» Tarefas a realizar
A: Traduza para inglês a seguinte frase do excerto sobre a subempreitada: "É justo que, por vezes, o credor possa demandar o devedor do seu devedor para não ver frustrado o seu crédito."
B: Indique todos os títulos de obras doutrinárias citados no excerto sobre a subempreitada.
C: Transcreva o trecho do excerto sobre a subempreitada que vai desde "Como observa PEDRO" até "Subcontrato, págs.162: ).", inclusive.

» Excerto

--------

Não havendo entre o dono da obra e o subempreiteiro uma relação contratual, discute-se se o segundo tem acção directa contra o primeiro ( para as diversas teses em confronto, cf. Ac RL de 16/12/2003, relator Des. António Geraldes, www dgsi.pt ).
Contra a acção directa, argumenta-se com o princípio da relatividade dos contratos, prevista no art.406 nº2 do CC e a regra geral do art.770 segundo a qual a prestação feita a terceiro não extingue a obrigação, e de que ela desrespeitaria os princípios do concurso de credores ( cf., por ex. MENEZES LEITÃO, O Enriquecimento Sem Causa no Direito Civil, pág.556 e 557 ).
Os que defendem a admissibilidade, com carácter excepcional, desde que não prevista expressamente na lei, colocam como pressuposto que a subempreitada tenha sido autorizada ou seja necessária, justificando-a com estreita conexão entre os dois contratos, sendo que o principal ( empreitada ) se apresenta como causa do subcontrato, definindo o seu conteúdo, visando a acção para satisfação dos direitos que o empreiteiro se recusa acatar, evitando-se situações de conluio entre ele e dono da obra., aduzindo-se ainda razões de justiça material, a protecção da confiança ou as regras da boa fé.
Como observa PEDRO ROMANO MARTINEZ, “ No subcontrato, o fundamento da acção directa encontra-se por um lado na íntima conexão existente entre os dois contratos e, por outro, numa regra de justiça material. É justo que, por vezes, o credor possa demandar o devedor do seu devedor para não ver frustrado o seu crédito. Porém, a acção directa só é aceite, em certos casos, não se podendo extrair a consagração de algumas acções directas, a existência de um princípio geral “ ( Subcontrato, págs.162: ).
Ainda que possa ser restritiva ou excepcional o recurso da acção directa nas subempreitadas de obras particulares, já o mesmo não sucede quanto às subempreitadas de obras públicas, pois o art.267 do RJEOP consagra tal solução, apesar de epigrafado como “ direito de retenção “, conforme justifica PEDRO MARTINEZ:
“ A nível de subempreitada de obras públicas, a questão encontra-se solucionada, pois a designada acção directa tem uma consagração específica através da figura mal apelidada de “ Direito de retenção “ ( art.267º REOP ), que não obstante o nome, não é um direito real de garantia ( art.754º ss CC ), sendo a expressão enganadora. O subempreiteiro pode reclamar do dono da obra pagamentos em atraso que sejam devidos ao empreiteiro ( art.267º nº1 REOP ). Caso o empreiteiro não proceda ao pagamento nos 15 dias subsequentes à notificação que o dono da obra lhe faça para o efeito, este paga directamente ao subempreiteiro “ ( Direito Das Obrigações, Parte Especial, Contratos, 2ª ed., pág.419 ).

--------

(Entradas de dados armazenadas)
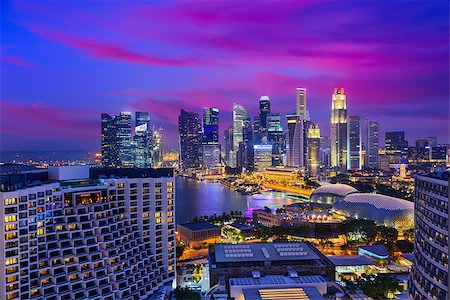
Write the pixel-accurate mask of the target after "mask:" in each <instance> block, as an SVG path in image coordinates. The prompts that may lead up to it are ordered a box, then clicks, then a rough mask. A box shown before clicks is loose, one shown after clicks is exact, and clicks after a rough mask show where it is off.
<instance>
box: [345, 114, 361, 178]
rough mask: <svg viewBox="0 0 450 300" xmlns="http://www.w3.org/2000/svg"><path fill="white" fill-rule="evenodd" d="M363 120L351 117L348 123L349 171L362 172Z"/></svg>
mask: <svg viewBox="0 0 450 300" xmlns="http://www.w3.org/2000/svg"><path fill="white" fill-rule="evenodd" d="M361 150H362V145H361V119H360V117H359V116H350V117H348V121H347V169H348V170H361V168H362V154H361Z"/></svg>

--------

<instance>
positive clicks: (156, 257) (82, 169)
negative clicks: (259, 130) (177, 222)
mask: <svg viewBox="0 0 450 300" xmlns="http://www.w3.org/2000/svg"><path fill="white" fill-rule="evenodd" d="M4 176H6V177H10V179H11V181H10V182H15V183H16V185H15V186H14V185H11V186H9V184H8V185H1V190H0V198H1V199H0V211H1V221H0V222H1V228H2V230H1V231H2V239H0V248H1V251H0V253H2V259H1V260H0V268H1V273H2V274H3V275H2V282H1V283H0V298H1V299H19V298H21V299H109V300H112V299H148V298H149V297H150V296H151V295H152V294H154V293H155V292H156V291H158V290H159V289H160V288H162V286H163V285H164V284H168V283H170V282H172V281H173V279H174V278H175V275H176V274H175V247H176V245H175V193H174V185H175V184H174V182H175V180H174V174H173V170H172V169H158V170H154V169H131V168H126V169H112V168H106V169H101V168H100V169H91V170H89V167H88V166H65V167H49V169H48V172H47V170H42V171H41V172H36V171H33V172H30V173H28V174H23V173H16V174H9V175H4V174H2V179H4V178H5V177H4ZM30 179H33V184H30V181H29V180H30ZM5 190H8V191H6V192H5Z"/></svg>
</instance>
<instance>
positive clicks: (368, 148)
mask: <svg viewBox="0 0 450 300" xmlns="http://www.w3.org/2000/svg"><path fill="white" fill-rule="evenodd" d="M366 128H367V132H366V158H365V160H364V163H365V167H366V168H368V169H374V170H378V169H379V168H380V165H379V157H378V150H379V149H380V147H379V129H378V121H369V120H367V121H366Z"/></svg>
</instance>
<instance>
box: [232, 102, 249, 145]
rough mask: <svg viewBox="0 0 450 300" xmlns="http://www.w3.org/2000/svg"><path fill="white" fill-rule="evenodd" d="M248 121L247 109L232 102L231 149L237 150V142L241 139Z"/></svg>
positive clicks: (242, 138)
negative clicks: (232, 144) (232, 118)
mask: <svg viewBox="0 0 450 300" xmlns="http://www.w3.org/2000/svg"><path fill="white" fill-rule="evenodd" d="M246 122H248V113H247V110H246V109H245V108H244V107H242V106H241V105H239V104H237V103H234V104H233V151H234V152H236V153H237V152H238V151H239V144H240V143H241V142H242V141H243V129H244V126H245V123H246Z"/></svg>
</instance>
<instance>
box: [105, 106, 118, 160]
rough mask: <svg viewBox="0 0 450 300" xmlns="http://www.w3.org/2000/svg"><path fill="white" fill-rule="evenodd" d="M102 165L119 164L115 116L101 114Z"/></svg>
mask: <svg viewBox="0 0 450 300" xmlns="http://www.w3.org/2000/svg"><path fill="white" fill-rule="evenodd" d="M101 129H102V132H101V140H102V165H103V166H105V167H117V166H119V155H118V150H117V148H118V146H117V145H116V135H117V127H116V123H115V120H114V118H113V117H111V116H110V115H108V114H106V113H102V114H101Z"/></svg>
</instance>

--------

» Respostas do exercício
A: It is fair that, at times, the creditor may sue the debtor of its debtor so as not to see its claim frustrated.

B:
- O Enriquecimento Sem Causa no Direito Civil
- Subcontrato
- Direito Das Obrigações, Parte Especial, Contratos

C:
Como observa PEDRO ROMANO MARTINEZ, “ No subcontrato, o fundamento da acção directa encontra-se por um lado na íntima conexão existente entre os dois contratos e, por outro, numa regra de justiça material. É justo que, por vezes, o credor possa demandar o devedor do seu devedor para não ver frustrado o seu crédito. Porém, a acção directa só é aceite, em certos casos, não se podendo extrair a consagração de algumas acções directas, a existência de um princípio geral “ ( Subcontrato, págs.162: ).